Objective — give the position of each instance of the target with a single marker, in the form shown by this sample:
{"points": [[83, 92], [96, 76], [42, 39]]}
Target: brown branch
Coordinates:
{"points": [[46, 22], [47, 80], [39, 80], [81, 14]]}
- - - - - - -
■ **What to work on**: Reproduce each item above word for word, keeping every line as it stands.

■ **Result below**:
Objective — give the position of each instance of the target with a single marker, in the form shown by this sample:
{"points": [[83, 92], [96, 76], [42, 39]]}
Target: brown branch
Coordinates:
{"points": [[46, 22], [47, 80], [39, 80], [81, 14]]}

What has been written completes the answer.